### Job
Convert the records below into a Markdown table with an Index column numbering the rows and a Line column holding each non-blank line. Omit the pictures.

— begin Dataset entries —

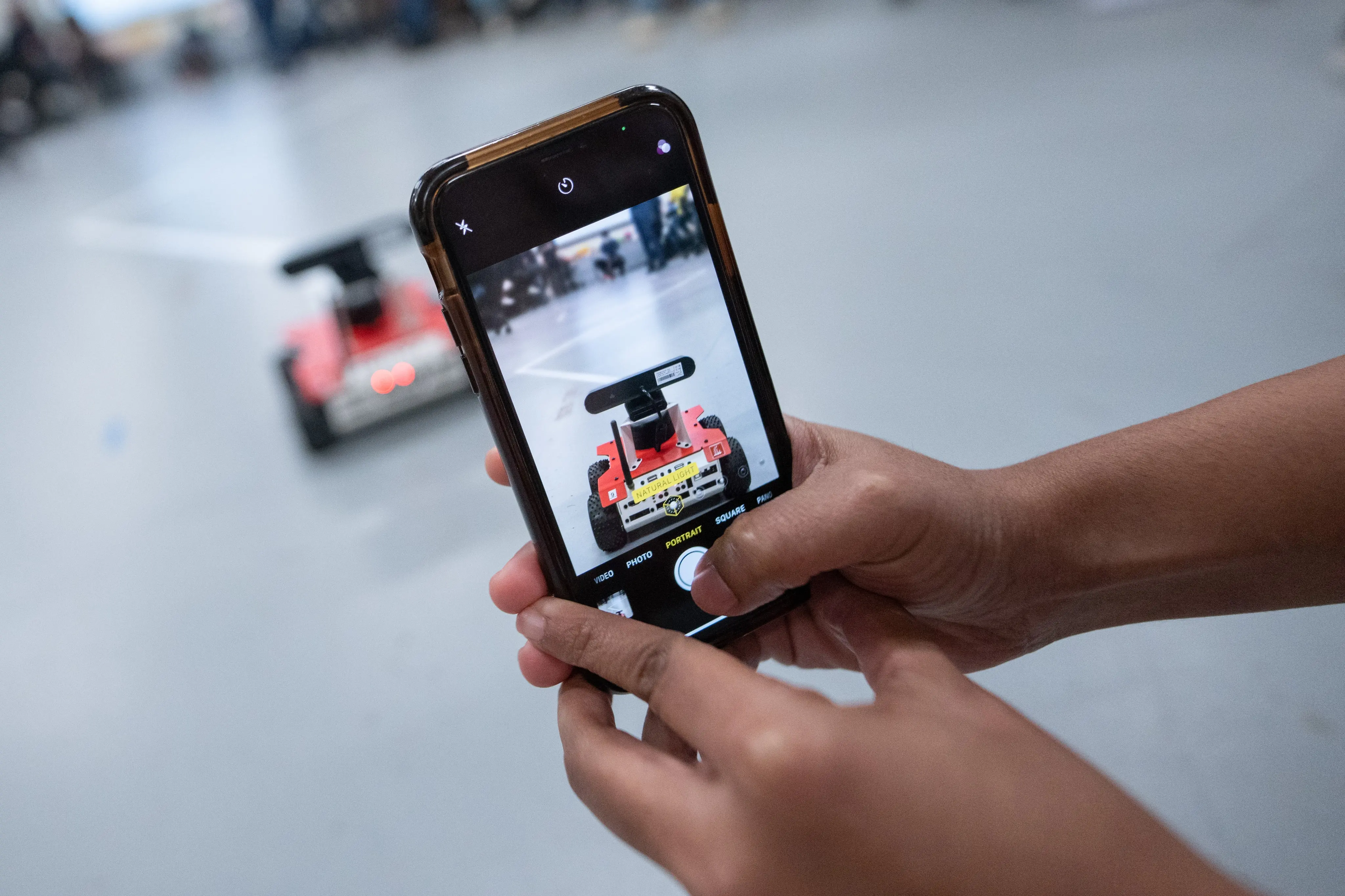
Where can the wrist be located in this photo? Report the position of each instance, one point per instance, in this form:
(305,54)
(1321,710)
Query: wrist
(1055,566)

— end Dataset entries —

### Result
| Index | Line |
|---|---|
| 1 | Where can the wrist be located in this photo? Report the position of each instance, one point per instance, in this form: |
| 2 | (305,54) |
| 3 | (1321,710) |
| 4 | Query: wrist |
| 5 | (1055,566) |